Estratto del documento
□ □ □ □ □ □ □
Competenze digitali: le iniziative per colmare i gap
Le aziende sono sempre più consapevoli che la digitalizzazione impone trasformazioni nel business, nei processi e nelle relazioni con partner e fornitori. Gli impatti sono enormi anche sulle competenze interne e i gap che si vengono a creare: secondo uno studio McKinsey Global Institute del 2016, il 49% dei lavori oggi svolti nel mondo potrà essere automatizzato quando le tecnologie si saranno diffuse su scala globale. Tuttavia, solo il 5% delle professioni potrà scomparire in quanto totalmente automatizzata, anche se nel 60% dei lavori una buona parte di essi potrà essere svolta da robot o sistemi di intelligenza artificiale. In Italia, secondo lo stesso studio, potrebbero essere interessati dal processo di automatizzazione il 50% dei compiti, per un totale di 11,8 milioni di lavoratori. È inevitabile immaginare un fenomeno di “distruzione creatrice’’. Secondo l’ultimo Report “The Future of Jobs” (presentato al World Economy Forum nel 2016) gli impatti dell’innovazione digitale sono già visibili oggi e con un orizzonte 2017-2018, cui seguirà un’ulteriore fase di automazione per l’orizzonte 2018-2025. Un aspetto rilevante del fenomeno sarà il progressivo effetto di sostituzione del lavoro umano e la necessità di formare o introdurre nuove competenze nelle aziende. Ad oggi, l’impatto risulta molto più limitato in Europa rispetto agli Stati Uniti, ma la minaccia più rilevante deriva dal cambiamento strutturale nei task e nei modelli di organizzazione del lavoro.
“Competenze digitali: è importante fare evolvere anche quelle già presenti in azienda”
Le economie più virtuose stanno riuscendo a realizzare un bilanciamento tra distruzione di posti di lavoro obsoleti e creazione di nuovi impieghi, con l’effetto di elevare la qualità del mercato del lavoro interno. Per l’orizzonte temporale al 2025, in Europa le stime di Cedefop e Citi Research prevedono proprio la creazione di nuovi posti di lavoro a elevata qualificazione una netta diminuzione di quelli a bassa. In base alle stime della Commissione Europea, da oggi al 2020 rimarranno vacanti fino a 750 mila posti destinati ai professionisti dell’ICT. Ciò contrasta con la crescita della disoccupazione giovanile (15-24 anni) in Europa, che ha raggiunto il 20%, e con le basse competenze digitali della popolazione europea (circa il 45% dei cittadini non va oltre competenze digitali di base). Per far fronte alla possibile carenza di nuovi profili richiesti dal mercato, è stata avviata l’iniziativa Digital Skills and Jobs Coalition. Presentata nel giugno 2016, essa raccoglie più partner, tra cui oltre 30 organizzazioni e gruppi (European Digital Sme Alliance, Esri, Sap Ecdl e Google) e si impegna a ridurre il deficit in materia di competenze digitali. L’obiettivo è di colmare il gap di competenze, sia specialistiche in ambito ICT, sia quelle di tutti i cittadini per svolgere attività quotidiane.
□ □ □ □ □ □ □
Dati archiviati
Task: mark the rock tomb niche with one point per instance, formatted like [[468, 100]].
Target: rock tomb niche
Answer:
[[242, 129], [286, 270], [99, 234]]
□ □ □ □ □ □ □
Cosa farai
a: Elenca tutte le percentuali presenti nel testo sulle competenze digitali, nell'ordine in cui compaiono.
b: Traduci in inglese questa frase del testo sulle competenze digitali: "Per far fronte alla possibile carenza di nuovi profili richiesti dal mercato, è stata avviata l’iniziativa Digital Skills and Jobs Coalition."
Il materiale è distinto dal testo e va considerato separatamente.

Soluzioni dei compiti
a: 49%, 5%, 60%, 50%, 20%, 45%

b: To address the possible shortage of new profiles required by the market, the Digital Skills and Jobs Coalition initiative was launched.